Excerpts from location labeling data
▼▼▼

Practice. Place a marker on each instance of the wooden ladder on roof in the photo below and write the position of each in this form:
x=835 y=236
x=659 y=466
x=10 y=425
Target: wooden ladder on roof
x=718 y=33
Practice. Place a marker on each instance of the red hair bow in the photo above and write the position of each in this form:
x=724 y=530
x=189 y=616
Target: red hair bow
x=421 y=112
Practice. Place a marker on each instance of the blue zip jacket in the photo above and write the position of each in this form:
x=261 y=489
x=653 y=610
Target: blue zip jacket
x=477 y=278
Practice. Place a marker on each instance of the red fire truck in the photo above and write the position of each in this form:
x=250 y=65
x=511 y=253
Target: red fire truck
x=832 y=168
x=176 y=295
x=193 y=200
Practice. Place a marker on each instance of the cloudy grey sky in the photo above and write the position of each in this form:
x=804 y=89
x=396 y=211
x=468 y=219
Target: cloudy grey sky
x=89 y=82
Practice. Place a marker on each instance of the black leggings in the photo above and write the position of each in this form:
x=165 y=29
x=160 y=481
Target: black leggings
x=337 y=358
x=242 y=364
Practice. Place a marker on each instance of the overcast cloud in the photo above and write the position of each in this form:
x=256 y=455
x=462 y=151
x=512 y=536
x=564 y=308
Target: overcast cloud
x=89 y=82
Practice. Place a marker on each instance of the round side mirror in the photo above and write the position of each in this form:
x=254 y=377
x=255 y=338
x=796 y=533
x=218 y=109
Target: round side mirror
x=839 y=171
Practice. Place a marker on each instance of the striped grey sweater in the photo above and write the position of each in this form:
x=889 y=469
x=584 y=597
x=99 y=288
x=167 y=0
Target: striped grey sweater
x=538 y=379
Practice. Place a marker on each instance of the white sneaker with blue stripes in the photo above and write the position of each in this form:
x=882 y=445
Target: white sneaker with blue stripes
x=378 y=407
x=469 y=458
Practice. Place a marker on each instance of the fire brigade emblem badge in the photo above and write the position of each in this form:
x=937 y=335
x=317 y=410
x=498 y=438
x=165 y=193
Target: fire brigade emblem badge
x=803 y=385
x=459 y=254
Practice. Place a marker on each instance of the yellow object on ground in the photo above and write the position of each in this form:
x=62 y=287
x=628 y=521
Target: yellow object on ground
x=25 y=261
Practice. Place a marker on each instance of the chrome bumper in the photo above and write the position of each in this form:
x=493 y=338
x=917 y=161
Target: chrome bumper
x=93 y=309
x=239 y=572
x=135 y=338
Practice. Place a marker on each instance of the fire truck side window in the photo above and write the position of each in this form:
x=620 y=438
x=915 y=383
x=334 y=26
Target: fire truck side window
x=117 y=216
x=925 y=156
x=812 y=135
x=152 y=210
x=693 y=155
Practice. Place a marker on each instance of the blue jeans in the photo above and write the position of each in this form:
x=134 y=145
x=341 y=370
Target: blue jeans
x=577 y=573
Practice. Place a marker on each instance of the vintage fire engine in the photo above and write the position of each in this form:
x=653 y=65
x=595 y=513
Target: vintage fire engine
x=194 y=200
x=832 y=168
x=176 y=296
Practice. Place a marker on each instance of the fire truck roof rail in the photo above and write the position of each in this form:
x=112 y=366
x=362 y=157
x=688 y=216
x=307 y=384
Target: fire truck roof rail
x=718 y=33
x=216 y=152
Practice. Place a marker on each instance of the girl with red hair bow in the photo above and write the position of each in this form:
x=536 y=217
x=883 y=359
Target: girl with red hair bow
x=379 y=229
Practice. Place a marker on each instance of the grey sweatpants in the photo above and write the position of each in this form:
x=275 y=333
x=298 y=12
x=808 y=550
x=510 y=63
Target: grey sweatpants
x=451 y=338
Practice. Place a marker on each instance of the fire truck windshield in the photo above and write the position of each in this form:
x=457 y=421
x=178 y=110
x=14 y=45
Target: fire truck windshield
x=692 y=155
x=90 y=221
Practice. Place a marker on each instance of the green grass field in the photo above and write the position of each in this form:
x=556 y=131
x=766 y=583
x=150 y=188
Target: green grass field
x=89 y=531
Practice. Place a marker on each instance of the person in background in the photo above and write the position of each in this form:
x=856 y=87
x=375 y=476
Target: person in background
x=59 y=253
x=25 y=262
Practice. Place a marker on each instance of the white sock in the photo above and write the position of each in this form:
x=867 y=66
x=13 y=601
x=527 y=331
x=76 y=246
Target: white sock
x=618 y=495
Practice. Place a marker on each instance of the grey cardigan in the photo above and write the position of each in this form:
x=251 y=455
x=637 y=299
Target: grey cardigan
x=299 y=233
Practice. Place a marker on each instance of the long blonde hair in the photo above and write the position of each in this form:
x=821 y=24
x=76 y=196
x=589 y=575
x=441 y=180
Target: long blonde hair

▲▲▲

*Written instruction*
Reproduce verbatim the lines of the items above, from the line containing "Practice. Place a marker on each instance of the grey sweatpants" through the line containing "x=451 y=338", including both of those lines.

*Exercise solution*
Practice. Place a marker on each instance of the grey sweatpants in the photo above and write the position of each in this form:
x=275 y=333
x=298 y=12
x=808 y=550
x=510 y=63
Target: grey sweatpants
x=451 y=338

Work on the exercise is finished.